Go to the line that contains "Q: Mark a point on every instance of the snow-covered cabin" and extract it along with every line after it, exactly, through the end of the data below.

Excerpts of pointing data:
※

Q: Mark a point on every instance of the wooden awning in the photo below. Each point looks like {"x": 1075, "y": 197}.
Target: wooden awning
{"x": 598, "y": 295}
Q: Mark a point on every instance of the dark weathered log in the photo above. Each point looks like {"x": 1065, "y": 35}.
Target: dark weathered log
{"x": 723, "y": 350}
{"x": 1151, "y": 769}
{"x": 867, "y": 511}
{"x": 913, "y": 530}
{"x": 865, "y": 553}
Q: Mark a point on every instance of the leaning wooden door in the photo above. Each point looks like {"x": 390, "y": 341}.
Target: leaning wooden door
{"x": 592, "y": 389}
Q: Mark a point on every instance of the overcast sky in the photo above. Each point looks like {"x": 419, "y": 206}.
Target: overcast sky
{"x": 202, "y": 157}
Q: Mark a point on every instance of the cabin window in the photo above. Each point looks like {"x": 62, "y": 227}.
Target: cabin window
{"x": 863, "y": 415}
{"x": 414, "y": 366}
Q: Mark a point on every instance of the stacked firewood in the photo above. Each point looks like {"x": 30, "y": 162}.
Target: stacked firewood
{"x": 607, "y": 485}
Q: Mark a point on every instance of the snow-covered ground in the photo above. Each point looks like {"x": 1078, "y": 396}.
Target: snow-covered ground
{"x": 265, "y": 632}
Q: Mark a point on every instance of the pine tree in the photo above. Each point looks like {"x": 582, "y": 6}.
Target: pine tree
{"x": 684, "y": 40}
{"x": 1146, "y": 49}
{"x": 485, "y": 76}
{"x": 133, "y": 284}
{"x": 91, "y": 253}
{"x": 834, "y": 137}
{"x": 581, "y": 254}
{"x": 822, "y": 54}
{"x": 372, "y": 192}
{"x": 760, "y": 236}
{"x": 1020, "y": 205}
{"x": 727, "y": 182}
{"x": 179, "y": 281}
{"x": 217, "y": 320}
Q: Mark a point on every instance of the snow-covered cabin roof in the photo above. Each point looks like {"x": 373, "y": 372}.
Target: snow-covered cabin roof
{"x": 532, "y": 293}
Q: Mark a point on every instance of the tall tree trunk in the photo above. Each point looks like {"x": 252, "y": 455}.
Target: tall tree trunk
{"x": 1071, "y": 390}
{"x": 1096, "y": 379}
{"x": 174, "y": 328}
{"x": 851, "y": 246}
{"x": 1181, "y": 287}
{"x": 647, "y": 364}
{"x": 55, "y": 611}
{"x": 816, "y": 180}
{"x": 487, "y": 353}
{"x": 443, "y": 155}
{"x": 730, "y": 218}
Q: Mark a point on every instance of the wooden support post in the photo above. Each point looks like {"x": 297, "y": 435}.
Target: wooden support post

※

» **RESULT FOR THIS EXERCISE**
Q: Mark a point on every instance of the snow-covered cabin roof in the photo above. Each point looks like {"x": 373, "y": 372}.
Target: snow-covered cabin roof
{"x": 532, "y": 293}
Q: Mark a point on every instance of the tall tree trunk in the photo above. Each point looks like {"x": 252, "y": 455}.
Target: tall tree trunk
{"x": 1071, "y": 390}
{"x": 1096, "y": 379}
{"x": 174, "y": 328}
{"x": 851, "y": 246}
{"x": 1181, "y": 287}
{"x": 647, "y": 364}
{"x": 55, "y": 611}
{"x": 816, "y": 180}
{"x": 487, "y": 353}
{"x": 443, "y": 155}
{"x": 730, "y": 218}
Q: Mark a point on every instance of the wooden support post in the photo above. Each point looks like {"x": 297, "y": 435}.
Target: wooden support post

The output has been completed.